All entries that follow are to be written out verbatim.

(Beginning of Dataset records)

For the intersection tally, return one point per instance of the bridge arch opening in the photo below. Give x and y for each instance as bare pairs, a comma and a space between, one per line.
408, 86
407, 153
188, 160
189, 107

(End of Dataset records)

• _Exercise result_
For the intersection tally, return one point per instance of the bridge arch opening in the photo below. Give x and y for each instance as bare pairs, a comma and a space between, one per line.
408, 86
407, 153
188, 160
189, 107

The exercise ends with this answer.